─── ENTRIES SUPPLIED
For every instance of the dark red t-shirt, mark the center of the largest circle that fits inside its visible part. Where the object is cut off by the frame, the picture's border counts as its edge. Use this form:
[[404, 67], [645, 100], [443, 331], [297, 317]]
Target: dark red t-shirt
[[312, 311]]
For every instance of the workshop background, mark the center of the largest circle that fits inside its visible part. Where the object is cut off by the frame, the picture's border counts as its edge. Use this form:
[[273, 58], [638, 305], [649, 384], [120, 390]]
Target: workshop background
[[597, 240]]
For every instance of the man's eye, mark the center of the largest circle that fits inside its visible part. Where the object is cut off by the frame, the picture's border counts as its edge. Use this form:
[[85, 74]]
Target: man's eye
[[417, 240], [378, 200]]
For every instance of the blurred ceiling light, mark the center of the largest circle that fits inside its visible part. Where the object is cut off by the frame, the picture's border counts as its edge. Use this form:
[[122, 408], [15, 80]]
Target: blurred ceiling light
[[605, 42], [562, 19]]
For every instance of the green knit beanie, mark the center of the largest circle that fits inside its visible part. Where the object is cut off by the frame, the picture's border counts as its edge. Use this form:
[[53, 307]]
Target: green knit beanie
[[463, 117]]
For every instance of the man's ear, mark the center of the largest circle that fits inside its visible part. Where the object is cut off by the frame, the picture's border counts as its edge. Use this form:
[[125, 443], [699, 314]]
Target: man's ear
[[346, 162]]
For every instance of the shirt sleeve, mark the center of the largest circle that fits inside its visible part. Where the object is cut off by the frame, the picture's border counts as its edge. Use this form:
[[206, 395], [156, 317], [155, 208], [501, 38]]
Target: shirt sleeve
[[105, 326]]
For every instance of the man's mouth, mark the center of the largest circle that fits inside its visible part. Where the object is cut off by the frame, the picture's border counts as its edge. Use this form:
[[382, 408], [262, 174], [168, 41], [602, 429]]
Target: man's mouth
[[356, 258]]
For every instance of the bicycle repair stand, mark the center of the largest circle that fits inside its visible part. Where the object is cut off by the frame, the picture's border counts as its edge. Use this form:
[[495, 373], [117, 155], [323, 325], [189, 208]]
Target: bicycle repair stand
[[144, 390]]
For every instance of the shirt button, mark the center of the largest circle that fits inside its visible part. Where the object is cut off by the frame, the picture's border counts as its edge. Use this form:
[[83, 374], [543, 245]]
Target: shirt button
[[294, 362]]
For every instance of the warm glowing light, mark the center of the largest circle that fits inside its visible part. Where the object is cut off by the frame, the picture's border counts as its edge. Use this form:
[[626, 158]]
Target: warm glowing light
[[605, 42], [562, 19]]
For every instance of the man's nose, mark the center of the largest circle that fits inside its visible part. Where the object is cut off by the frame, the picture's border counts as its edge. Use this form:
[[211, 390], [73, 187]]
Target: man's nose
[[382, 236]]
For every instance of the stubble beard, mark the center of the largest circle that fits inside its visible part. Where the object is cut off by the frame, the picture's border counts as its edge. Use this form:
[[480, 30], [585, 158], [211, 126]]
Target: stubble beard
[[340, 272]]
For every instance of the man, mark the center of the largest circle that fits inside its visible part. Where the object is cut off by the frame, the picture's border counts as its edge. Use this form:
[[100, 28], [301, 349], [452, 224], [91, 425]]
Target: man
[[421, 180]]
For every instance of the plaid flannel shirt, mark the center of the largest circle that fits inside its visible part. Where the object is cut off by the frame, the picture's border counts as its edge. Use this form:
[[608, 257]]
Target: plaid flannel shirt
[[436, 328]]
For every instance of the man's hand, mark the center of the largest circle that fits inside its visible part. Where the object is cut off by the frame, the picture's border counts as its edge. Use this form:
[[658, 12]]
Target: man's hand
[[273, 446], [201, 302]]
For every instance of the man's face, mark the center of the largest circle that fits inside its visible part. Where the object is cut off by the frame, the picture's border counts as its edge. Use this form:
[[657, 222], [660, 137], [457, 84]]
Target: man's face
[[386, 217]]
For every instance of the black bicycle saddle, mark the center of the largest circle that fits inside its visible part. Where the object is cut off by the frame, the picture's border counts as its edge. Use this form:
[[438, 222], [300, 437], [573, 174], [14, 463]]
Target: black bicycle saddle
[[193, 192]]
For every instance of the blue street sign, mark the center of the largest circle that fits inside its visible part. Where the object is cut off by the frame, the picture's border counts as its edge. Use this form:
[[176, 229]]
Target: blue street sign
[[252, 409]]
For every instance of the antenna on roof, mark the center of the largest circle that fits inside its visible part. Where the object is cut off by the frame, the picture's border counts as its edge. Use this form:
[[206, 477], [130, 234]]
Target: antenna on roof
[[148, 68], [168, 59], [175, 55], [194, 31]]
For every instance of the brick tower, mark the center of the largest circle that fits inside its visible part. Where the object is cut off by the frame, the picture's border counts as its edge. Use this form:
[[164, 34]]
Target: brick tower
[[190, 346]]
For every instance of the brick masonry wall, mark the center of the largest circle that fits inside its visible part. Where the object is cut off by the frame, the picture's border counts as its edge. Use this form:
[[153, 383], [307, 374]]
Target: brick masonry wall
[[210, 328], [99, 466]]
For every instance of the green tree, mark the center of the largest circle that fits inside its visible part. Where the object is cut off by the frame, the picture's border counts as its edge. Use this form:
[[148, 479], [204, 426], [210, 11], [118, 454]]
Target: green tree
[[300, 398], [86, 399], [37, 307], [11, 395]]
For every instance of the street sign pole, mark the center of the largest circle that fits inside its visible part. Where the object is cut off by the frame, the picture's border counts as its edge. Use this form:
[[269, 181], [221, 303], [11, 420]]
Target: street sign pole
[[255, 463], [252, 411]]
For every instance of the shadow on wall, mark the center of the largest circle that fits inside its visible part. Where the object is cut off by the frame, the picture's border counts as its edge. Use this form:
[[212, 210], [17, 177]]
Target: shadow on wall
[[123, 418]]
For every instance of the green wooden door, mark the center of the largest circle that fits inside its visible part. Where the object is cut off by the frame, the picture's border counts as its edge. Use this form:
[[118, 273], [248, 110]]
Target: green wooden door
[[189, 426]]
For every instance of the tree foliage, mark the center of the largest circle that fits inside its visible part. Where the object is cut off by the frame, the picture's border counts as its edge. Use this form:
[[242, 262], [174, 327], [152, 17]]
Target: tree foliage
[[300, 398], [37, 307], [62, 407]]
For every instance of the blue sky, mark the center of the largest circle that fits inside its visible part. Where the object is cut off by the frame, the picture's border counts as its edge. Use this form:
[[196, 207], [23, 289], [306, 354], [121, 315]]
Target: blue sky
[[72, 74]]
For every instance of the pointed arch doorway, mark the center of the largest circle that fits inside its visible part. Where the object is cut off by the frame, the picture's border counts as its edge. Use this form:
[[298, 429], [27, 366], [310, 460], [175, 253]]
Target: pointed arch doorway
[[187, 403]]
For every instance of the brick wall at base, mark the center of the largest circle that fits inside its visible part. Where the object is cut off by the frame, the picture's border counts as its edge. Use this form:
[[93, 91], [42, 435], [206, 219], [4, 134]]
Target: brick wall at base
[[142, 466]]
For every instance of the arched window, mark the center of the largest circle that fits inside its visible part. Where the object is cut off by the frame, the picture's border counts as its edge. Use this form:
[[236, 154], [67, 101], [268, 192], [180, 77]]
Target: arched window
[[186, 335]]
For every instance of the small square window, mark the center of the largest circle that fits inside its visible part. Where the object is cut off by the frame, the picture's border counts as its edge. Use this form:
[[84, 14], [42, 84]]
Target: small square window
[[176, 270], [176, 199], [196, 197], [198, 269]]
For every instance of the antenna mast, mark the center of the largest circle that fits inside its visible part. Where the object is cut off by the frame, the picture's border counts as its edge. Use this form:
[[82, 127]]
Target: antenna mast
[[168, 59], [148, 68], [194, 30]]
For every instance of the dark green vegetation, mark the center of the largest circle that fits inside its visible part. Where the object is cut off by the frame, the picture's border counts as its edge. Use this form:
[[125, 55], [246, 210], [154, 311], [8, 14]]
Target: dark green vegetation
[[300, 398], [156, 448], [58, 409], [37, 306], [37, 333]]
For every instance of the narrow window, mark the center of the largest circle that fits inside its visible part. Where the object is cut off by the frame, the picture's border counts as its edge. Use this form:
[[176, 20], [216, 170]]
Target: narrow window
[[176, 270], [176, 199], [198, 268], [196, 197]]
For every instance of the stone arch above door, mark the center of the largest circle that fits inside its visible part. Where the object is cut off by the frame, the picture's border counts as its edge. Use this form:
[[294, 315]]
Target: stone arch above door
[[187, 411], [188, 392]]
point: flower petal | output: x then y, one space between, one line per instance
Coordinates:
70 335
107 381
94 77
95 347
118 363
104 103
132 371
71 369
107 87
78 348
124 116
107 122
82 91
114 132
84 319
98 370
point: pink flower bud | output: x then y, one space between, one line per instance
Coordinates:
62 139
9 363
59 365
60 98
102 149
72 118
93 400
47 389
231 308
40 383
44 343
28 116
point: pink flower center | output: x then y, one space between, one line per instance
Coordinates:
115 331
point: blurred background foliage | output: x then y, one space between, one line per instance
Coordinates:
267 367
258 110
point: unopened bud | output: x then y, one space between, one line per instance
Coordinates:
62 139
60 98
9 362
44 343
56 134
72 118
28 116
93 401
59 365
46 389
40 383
──────
*WHAT IS NEEDED*.
Copy the records from the line with "For every instance of the antenna on" to the line with "Target: antenna on roof", changing "antenna on roof" to "rooftop antenna" and leaving everything else as it stands.

*RESPONSE*.
For every instance of the rooftop antenna, mark the center of the largest circle that fits inside its visible part. Where the object is cut off by the frame, the picture's border counts as its edge. Use this form:
[[206, 477], [130, 234]]
Target: rooftop antenna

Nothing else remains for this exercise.